On Aug 14 2018 by Natalia Gouz

Foreign Students and Exchange Visitors Beware: You May Be Barred from the U.S. & Not Even Know It

Last week, the U.S. Citizenship & Immigration Services (USCIS) put into effect a new policy that significantly impacts the foreign student and exchange visitor population in the United States. According to the Department of Commerce, international students contributed $39.4 billion to the U.S. economy in 2016, which created or supported over 450,000 jobs. This new policy constitutes a striking departure from the agency’s previous twenty-year long practice.

The policy affects how the federal government calculates a foreign student’s or exchange visitor’s period of “unlawful presence” in the United States. Under a 1996 amendment to the Immigration and Nationality Act, a prior period of “unlawful presence” may bar a foreign national from returning to the United States for 3 or 10 years after leaving.

To fully understand the new and old policies, it is important to note that Congress defined “unlawful presence” as distinct from “failure to maintain status.” An individual could violate the terms of his or her status, which could result in negative consequences for future immigration benefits but not necessarily render the individual “unlawfully present.”

What to produce: Rewrite the article's passage starting with "The policy affects" and going on through "years after leaving.", putting "U.S. government" in place of "federal government". The material that comes next is separate from the article.

Supplied records:
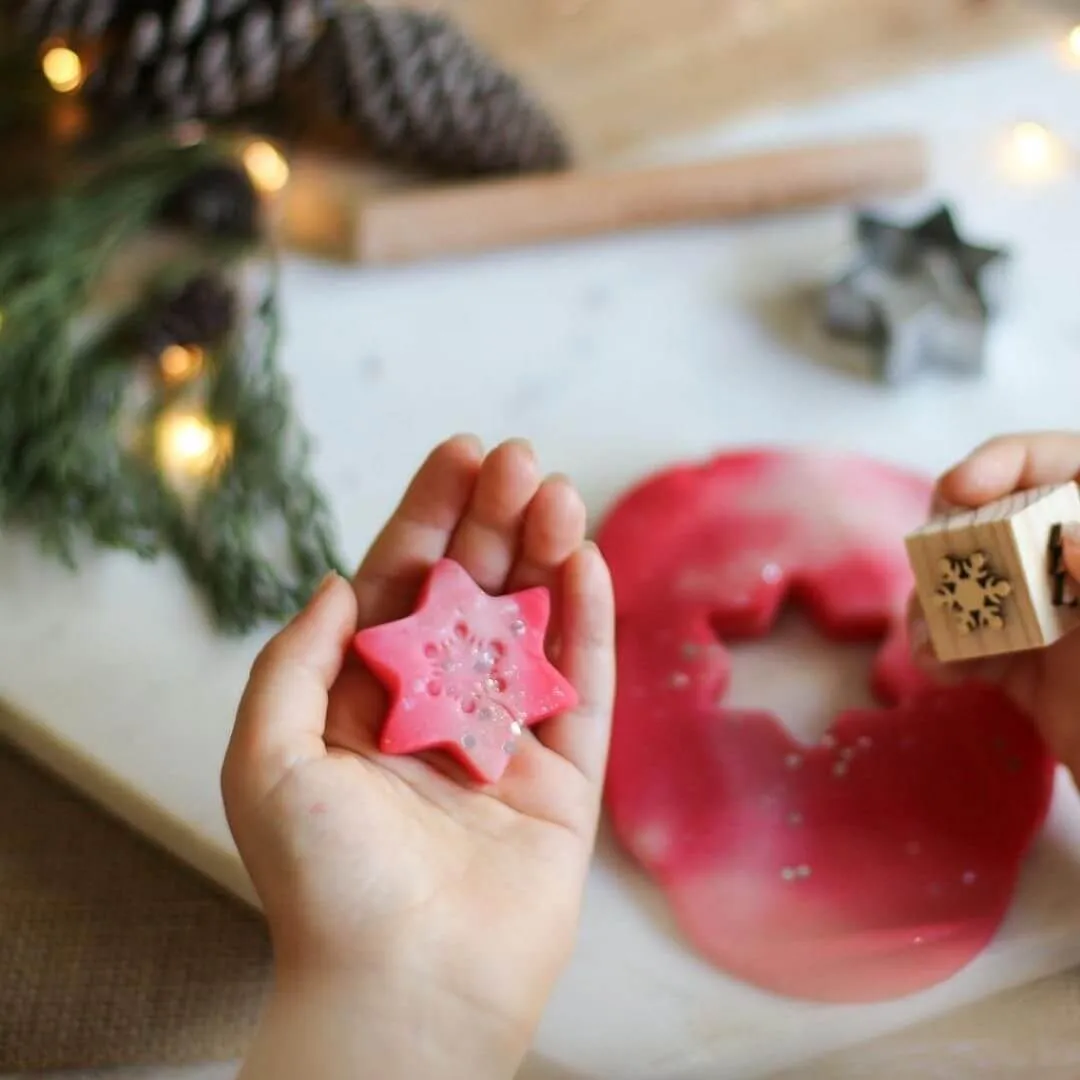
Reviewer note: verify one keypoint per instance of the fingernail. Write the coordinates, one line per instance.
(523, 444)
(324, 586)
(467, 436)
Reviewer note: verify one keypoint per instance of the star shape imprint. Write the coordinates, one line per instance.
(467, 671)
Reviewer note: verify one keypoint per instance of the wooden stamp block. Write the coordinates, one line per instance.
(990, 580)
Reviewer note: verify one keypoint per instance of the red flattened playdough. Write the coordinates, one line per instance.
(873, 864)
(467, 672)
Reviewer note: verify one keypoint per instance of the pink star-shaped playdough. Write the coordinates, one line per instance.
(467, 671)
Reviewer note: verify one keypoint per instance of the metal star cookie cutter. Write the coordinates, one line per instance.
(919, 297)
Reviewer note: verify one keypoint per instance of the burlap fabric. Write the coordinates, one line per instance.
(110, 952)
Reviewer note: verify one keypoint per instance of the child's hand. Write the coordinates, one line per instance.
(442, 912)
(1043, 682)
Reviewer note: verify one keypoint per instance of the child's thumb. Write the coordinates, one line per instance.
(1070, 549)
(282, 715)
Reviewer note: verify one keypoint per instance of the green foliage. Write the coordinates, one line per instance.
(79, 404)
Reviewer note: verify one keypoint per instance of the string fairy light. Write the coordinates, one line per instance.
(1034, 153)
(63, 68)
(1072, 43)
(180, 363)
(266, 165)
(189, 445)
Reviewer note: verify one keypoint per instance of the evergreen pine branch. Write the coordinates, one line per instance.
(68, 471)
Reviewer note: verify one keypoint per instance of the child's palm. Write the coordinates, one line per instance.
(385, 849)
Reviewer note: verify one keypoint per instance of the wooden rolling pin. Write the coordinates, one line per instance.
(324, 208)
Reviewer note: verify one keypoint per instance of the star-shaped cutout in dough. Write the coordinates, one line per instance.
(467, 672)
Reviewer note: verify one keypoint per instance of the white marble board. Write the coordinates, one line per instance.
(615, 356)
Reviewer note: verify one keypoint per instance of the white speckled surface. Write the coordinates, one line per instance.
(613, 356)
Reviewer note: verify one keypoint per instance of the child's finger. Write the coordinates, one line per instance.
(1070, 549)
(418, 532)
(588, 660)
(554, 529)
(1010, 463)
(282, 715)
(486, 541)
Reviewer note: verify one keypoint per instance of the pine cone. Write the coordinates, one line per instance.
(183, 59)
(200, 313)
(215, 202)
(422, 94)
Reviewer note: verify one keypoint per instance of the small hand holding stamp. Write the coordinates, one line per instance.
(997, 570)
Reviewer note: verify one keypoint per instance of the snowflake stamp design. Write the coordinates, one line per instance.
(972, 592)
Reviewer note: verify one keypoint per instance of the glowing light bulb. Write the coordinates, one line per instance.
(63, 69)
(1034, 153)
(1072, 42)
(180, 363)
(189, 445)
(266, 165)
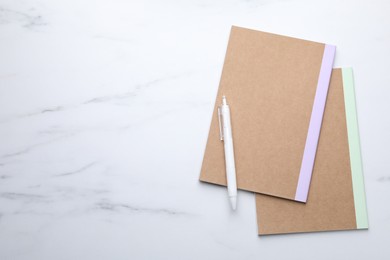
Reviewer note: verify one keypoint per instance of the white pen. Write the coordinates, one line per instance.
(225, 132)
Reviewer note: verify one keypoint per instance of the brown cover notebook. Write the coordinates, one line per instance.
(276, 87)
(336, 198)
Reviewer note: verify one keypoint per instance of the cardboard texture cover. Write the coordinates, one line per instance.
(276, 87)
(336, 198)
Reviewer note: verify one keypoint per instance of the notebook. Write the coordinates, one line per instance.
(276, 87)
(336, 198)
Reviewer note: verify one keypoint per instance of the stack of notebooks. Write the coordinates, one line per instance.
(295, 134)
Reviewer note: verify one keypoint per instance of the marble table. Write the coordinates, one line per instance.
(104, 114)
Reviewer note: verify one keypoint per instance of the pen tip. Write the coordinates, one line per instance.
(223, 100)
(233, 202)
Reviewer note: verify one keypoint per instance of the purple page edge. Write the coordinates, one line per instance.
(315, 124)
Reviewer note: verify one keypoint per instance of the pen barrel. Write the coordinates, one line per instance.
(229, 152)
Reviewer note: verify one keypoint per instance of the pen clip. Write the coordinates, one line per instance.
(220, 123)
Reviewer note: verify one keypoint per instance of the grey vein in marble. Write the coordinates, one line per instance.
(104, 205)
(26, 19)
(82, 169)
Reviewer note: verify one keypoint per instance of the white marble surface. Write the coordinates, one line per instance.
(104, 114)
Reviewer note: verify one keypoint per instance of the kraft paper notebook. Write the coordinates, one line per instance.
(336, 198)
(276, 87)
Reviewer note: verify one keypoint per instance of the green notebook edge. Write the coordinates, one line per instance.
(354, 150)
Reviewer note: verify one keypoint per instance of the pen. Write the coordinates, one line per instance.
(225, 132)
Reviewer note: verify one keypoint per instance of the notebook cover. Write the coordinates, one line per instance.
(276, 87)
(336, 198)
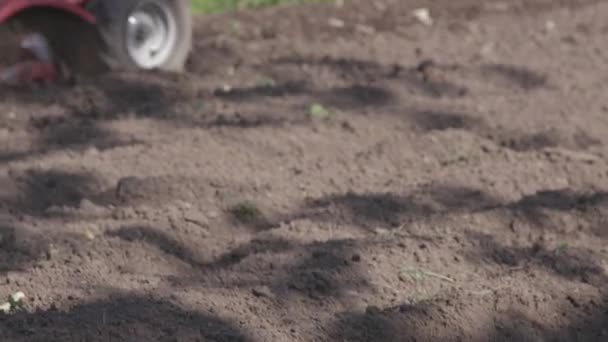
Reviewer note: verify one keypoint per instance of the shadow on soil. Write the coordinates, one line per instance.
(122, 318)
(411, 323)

==

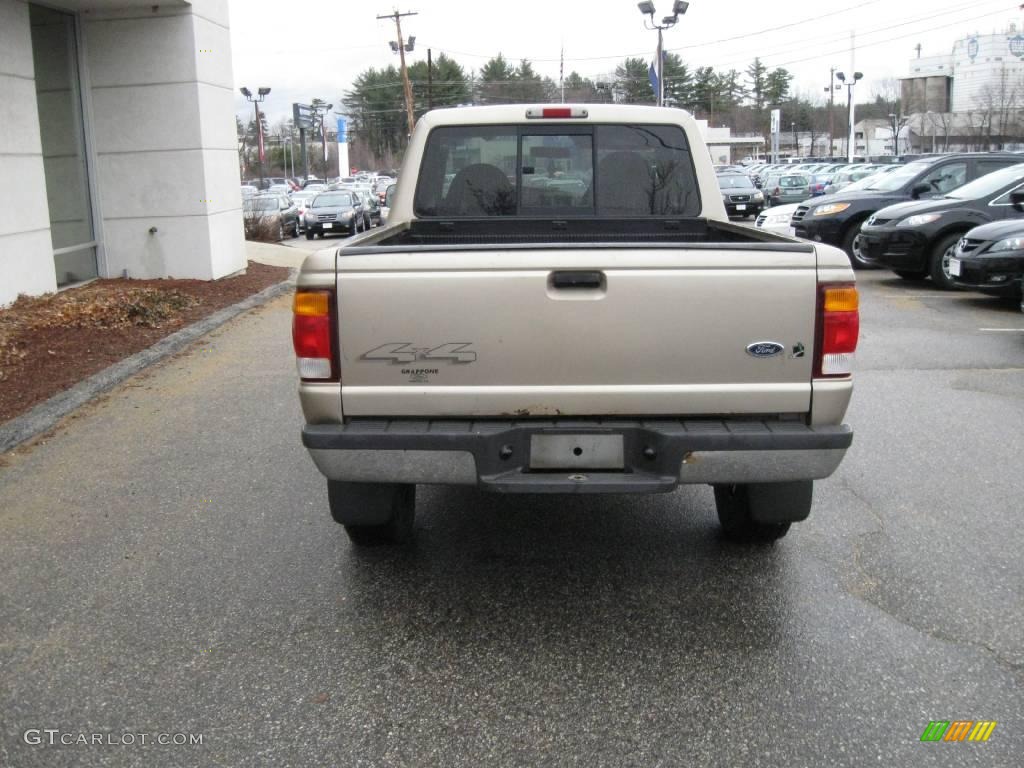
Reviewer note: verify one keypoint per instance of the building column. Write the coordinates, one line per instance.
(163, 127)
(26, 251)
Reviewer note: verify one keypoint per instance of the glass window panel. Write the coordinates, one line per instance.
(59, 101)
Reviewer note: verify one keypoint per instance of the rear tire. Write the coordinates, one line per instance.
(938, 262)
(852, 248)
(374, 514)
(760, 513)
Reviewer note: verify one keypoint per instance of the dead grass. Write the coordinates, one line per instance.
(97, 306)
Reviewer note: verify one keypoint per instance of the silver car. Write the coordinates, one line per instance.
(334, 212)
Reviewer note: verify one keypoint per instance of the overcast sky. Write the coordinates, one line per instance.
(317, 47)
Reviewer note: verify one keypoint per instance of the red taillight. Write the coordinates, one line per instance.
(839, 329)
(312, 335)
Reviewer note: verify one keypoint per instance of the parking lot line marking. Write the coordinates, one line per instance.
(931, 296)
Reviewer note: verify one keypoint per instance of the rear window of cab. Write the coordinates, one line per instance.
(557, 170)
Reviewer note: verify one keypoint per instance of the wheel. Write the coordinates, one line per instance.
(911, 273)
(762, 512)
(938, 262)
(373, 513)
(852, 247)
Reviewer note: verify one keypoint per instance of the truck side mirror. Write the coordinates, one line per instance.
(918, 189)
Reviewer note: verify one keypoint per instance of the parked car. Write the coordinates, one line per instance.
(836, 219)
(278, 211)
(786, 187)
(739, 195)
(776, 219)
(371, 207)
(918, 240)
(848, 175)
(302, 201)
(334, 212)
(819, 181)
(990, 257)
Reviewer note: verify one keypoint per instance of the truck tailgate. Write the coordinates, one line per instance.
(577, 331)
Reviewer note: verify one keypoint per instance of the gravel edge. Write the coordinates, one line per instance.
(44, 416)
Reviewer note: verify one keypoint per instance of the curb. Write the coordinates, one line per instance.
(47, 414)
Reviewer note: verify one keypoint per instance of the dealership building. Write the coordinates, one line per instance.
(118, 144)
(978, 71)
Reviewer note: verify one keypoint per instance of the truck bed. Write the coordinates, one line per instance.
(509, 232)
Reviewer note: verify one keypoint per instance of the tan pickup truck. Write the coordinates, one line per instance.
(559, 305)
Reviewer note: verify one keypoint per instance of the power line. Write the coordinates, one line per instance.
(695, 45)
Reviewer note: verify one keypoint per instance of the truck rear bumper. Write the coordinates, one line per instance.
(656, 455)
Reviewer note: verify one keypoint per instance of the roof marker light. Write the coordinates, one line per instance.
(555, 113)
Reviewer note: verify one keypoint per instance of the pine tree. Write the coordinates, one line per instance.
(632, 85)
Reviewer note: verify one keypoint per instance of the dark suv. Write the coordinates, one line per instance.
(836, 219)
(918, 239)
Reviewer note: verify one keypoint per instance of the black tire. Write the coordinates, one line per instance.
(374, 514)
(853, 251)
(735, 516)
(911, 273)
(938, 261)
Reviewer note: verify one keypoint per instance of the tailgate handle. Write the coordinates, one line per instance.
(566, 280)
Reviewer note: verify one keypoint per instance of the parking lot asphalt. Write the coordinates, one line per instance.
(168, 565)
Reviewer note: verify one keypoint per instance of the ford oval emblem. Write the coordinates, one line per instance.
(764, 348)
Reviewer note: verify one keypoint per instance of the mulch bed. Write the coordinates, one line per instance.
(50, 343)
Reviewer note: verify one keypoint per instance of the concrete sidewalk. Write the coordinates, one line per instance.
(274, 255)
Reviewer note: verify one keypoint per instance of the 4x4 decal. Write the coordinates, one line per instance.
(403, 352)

Written response:
The policy affects how the U.S. government calculates a foreign student’s or exchange visitor’s period of “unlawful presence” in the United States. Under a 1996 amendment to the Immigration and Nationality Act, a prior period of “unlawful presence” may bar a foreign national from returning to the United States for 3 or 10 years after leaving.